- [Reading passage]
During the Q&A session, a listener raised a concern about the existence of cooperatives in Italy that do not operate ethically or lawfully. In response, Zamagni acknowledged the existence of such cooperatives and explained that out of the approximately 70,000 cooperatives, representing approximately 7% of national GDP and over 11 million cooperative members, a significant number is not inspected by the state, and many of them are not affiliated with any umbrella organizations. Zamagni also discussed the reintroduction of cooperative teachings in Italian universities after disappearing from textbooks following Americanization after World War II. She and her husband have written on the subject to show support for cooperatives. Umbrella organizations in Italy offer legal and administrative services to cooperatives, as well as some initial capital. There is an effort to introduce cooperative topics in secondary schools, for example, through a contest for the best proposal on forming new coops. Zamagni also mentioned the importance of teaching both competition and cooperation principles together in economics. Marcelo Cohen asked about key points for replicating Italy’s cooperative scenario worldwide, and Zamagni suggested that government support is essential but not sufficient, and that cultural factors also play a role. Zamagni argues that Italians refuse big business because they prefer to work for themselves or in cooperatives. As a result, the domestic market is less competitive than places like the United States. However, Italy has many highly specialized and competitive medium-sized companies that are often part of cooperative networks, which is a specialty of Italian cooperation.
In her talk, Professor Zamagni mentioned that platform co-ops have not made inroads in Italy to date, at least they have not scaled, but her insights on social cooperatives can inspire the emerging platform cooperative movement.
The video recording is linked here.
Key Takeaways for Platform Co-ops:
- Importance of alliances, consortia, networks, and federations for scaling: One key lesson for scaling is the importance of alliances, consortia, networks, and federations. In Italy, small cooperatives have traditionally relied on joining consortia to improve their strategies, competitiveness, and access to resources. Social cooperatives in Italy have established 452 consortia as early as 2011, providing a valuable example for platform cooperatives to leverage partnerships and collaborations to achieve economies of scale, access know-how, and synergize with other cooperatives.
- Participation of many stakeholders: Italian social cooperatives have emerged as a key player in personal services, promoting multi-stakeholder engagement and promoting the public welfare rather than simply their members.
- Value beyond economic activity: Zamagni examined cooperative value through the prism of non-GDP assessment instruments such as the Gross National Happiness index and the UN Sustainable Development Goals,underlining the distinctive contribution of Italian social cooperatives.
- Importance of government support, cultural factors, and connections between people: Government support is essential but not sufficient, and cultural factors also play a role in replicating Italy’s cooperative scenario worldwide. The importance of connections between people and building relationships in order to survive in a highly competitive market was also emphasized.
- Italian community cooperatives are multipurpose: offer a range of services to combat depopulation and revitalize small villages and towns, contributing to sustainable and resilient communities. Platform co-ops could emulate that model.

- [Questions to answer]
a - From the passage on Italian cooperatives, reproduce the text verbatim: begin at the words "- Participation of" and stop after "simply their members.".
b - According to the passage on Italian cooperatives, how many consortia had social cooperatives in Italy established as early as 2011?

- [Data section]

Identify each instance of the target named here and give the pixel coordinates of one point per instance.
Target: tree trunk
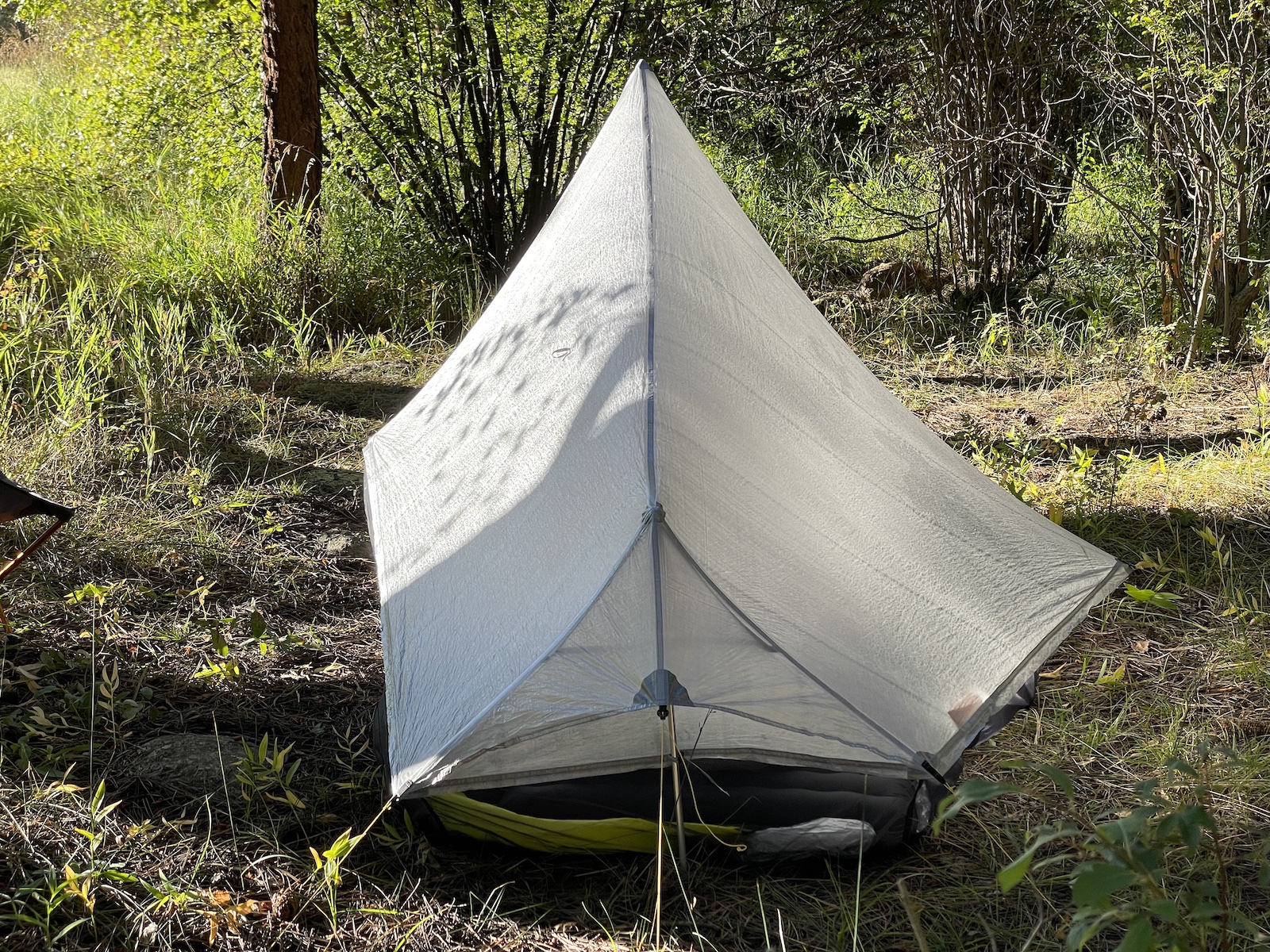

- [Answers for the exercise]
a -
- Participation of many stakeholders: Italian social cooperatives have emerged as a key player in personal services, promoting multi-stakeholder engagement and promoting the public welfare rather than simply their members.

b - 452 consortia